- Selected extract:
Signed/Unsigned Mixed Comparisons (v0.3.5.5)

The analyzer emits WARN_SIGNED_UNSIGNED_COMPARE for comparison operators (==, !=, <, >, <=, >=) when the integer-promotion result mixes signed and unsigned domains.

Low-Level Semantic Checks (v0.3.6)

  • Bitwise operators (&, |, ^, ~, <<, >>) are restricted to integer-like types.
  • Shift-count literals are range-checked (0..63) during semantic analysis.
  • NODE_SIZEOF is resolved to a compile-time integer value when size information is known.
  • عدم (void) rules are enforced:
    • no variable declarations of type عدم (local/global),
    • no function parameters of type عدم,
    • return shape must match function type (إرجع. only in عدم functions, value required in non-void).

5.4. Isolation Note

Since v0.2.4, analysis.c maintains its own symbol table for isolation. This ensures validation logic is independent from the backend pipeline.

In v0.3.7, semantic lookups were optimized using hash-indexed chains for local/global symbol lookup while preserving deterministic semantics and existing symbol ownership.

Future improvement: Unify symbol tables into a shared context object passed between phases.

The analyzer walks the AST recursively. It maintains a Symbol Table stack to track active variables in the current scope. If it encounters:

  • x = "text" (where x is int): Reports a type mismatch error.
  • print y (where y is undeclared): Reports an undefined symbol error.
  • x = 5 (where x is const): Reports a const reassignment error (v0.2.7+).

5.5. Analysis Limits and Constants

The semantic analyzer uses the following constants (defined in src/analysis.c):

Constant Value Description
ANALYSIS_MAX_SYMBOLS 100 Maximum symbols per scope (global/local)

- Listed entries:
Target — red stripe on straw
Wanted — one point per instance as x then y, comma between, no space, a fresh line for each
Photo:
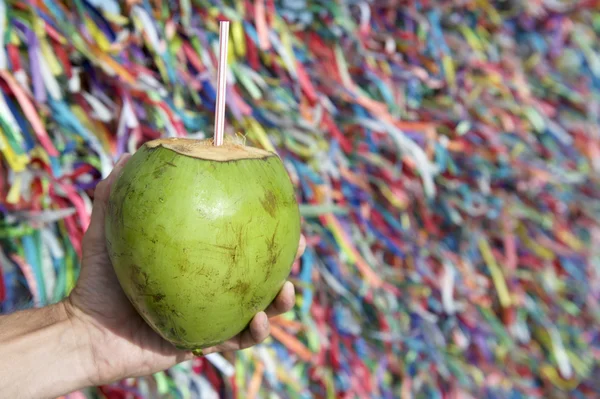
222,83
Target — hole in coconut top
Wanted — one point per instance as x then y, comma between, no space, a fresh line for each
230,150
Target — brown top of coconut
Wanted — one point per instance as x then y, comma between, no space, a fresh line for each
230,150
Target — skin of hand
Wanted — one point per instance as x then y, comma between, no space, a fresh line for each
101,333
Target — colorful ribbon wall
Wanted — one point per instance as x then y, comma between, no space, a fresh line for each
446,155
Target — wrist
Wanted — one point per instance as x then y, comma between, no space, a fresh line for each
43,352
81,328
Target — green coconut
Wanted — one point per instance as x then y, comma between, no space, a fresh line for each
201,237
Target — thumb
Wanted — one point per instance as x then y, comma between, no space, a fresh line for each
93,240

- Set task A:
Answer the following from the semantic-analysis extract:
(i) Within what range are shift-count literals checked during semantic analysis?
(ii) Since which version has analysis.c maintained its own symbol table?
(iii) What value is given for ANALYSIS_MAX_SYMBOLS?
- Set task B: Reproduce the semantic-analysis extract verbatim, starting with "The analyzer emits" and going on through "information is known.".

- Expected answer A:
(i) 0..63
(ii) v0.2.4
(iii) 100

- Expected answer B:
The analyzer emits WARN_SIGNED_UNSIGNED_COMPARE for comparison operators (==, !=, <, >, <=, >=) when the integer-promotion result mixes signed and unsigned domains.

Low-Level Semantic Checks (v0.3.6)

  • Bitwise operators (&, |, ^, ~, <<, >>) are restricted to integer-like types.
  • Shift-count literals are range-checked (0..63) during semantic analysis.
  • NODE_SIZEOF is resolved to a compile-time integer value when size information is known.